The tape in the reporter’s recorder was about used up when I finished. In the last few minutes she turned to Jim Peters and asked him a few questions about his humanitarian desires for being back in Belgrade. I thanked God on the way out of the office for the way the interview had gone and the fact that however the article might come out I would be safely on my way home before it came out in print!

Olga and Alexander were at the Moskva Hotel when we returned. They wanted us to go to dinner with them at the home of some of their dear friends, Professor Brana Popovic and his wife Olja. Sunday, the doctor and his wife would be leaving Belgrade for Toronto, Ontario, Canada where the professor would be undergoing some radical cancer surgery. They were wonderful and warm people who are highly educated and had a daughter who lived in Boulder, Colorado where she was a professor of electrical engineering at the University of Colorado. The senior professor Popovic was Serbian and had just been dismissed from his University position after many, many years, because of his opposition views against Slobodan Milosevic.

We ate outside in a lovely garden. During the dinner, Alexander and Jim Peters related to the Popovics the incredible and highly unusual meeting we had earlier with the Yugoslav Minister of Health and how he was so moved that he nearly cried. “The story of what God did in your life has not been heard by our friends Brana and Olja Popovic, or by Olga. Please start at the very beginning and tell the entire story. We have never heard anything like it.” I agreed to tell the whole story again.

Dr. Brana Popovic commented at the end, “Thank you for sharing such a strong story with us. I don’t think I have heard such a story before. We are nearly consumed by the thoughts of politics and the need for change and we are terribly frustrated. But you, I believe, have found the answer. We must begin doing what we can to help others instead of being concentrated on political problems in either the Clinton Administration or the Milosevic government. We can do that. That is really the answer for our whole country.”

──────────

Work item
Answer these questions from the Belgrade dinner account.
1. To which city would the Popovics travel on Sunday?
2. Why had Professor Brana Popovic been dismissed from his university position?
3. Where did the group eat dinner?
The records come from a separate source.

──────────

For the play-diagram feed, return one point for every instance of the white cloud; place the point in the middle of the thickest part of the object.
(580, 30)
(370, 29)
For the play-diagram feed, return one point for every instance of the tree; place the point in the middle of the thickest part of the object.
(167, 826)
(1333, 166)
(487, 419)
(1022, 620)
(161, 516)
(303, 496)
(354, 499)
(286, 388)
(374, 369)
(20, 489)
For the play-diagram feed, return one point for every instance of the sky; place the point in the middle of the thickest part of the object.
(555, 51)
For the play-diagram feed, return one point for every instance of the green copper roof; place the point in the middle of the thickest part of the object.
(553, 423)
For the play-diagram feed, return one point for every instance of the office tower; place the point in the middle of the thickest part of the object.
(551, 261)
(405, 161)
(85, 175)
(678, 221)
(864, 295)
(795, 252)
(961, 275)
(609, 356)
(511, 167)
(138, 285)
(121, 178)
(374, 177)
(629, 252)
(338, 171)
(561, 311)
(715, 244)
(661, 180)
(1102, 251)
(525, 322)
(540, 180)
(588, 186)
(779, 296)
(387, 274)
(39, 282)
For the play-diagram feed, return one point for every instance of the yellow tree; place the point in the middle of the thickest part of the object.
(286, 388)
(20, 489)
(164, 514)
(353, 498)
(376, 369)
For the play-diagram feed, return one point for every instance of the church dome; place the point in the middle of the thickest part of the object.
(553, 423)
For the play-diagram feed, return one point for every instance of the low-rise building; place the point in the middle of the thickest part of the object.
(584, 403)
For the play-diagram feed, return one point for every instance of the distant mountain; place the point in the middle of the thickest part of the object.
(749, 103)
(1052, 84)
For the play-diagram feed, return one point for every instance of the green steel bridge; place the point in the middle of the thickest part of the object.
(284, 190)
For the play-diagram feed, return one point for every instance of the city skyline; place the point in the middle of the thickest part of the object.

──────────

Written answer
1. Toronto, Ontario, Canada.
2. Because of his opposition views against Slobodan Milosevic.
3. Outside in a lovely garden.